**** SUPPLIED MATERIAL

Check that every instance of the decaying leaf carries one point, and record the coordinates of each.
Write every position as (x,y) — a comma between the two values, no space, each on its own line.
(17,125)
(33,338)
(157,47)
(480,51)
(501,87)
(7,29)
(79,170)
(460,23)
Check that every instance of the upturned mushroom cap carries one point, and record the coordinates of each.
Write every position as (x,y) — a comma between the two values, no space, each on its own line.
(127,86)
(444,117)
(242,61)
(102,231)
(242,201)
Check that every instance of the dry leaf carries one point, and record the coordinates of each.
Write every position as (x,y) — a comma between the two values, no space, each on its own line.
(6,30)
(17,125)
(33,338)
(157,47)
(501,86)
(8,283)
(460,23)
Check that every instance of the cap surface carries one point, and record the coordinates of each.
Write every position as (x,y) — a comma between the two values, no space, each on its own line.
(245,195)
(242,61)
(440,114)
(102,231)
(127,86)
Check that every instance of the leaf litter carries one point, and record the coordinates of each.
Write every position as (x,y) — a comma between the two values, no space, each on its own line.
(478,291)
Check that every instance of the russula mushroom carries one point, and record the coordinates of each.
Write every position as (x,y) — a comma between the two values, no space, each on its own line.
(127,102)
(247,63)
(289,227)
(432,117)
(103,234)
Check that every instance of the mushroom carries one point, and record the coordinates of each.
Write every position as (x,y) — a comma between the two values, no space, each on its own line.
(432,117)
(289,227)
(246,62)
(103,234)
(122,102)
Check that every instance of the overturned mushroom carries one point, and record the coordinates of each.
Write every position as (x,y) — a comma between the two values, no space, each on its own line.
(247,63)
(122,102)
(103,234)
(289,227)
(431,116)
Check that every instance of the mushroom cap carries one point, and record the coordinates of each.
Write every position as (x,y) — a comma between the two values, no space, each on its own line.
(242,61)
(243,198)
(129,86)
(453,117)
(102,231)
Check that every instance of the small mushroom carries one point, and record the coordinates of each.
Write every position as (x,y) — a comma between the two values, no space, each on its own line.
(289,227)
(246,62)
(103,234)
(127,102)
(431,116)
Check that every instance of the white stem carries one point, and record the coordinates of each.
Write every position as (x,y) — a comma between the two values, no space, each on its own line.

********

_PROBLEM TO SOLVE_
Everything from the line containing "Check that every instance of the overturned" to the last line of the entries above should be quoted exactly, and only that.

_REPLY TO THE TASK_
Check that every instance of the overturned mushroom carries one point, and record the coordinates of each.
Write every position as (x,y) — a comma between the two values, no space, each on its own line.
(247,63)
(122,102)
(103,234)
(289,227)
(431,116)
Check that every instance of the mushroom cap carries one point, and record the coordinates of each.
Write every position as (x,y) — a comma between the two values, no space, each on its own line.
(242,61)
(243,198)
(129,86)
(453,117)
(102,231)
Check that every instance of the small mushroom carries one point, and record the coordinates of each.
Write every position as (x,y) — a comma between the two values, no space, each on its own line.
(289,227)
(246,62)
(103,234)
(127,102)
(431,116)
Check that every instance of the white stem carries one point, and record the coordinates of each.
Write every position as (x,y) — a comma between the two values, no space, each on its own line.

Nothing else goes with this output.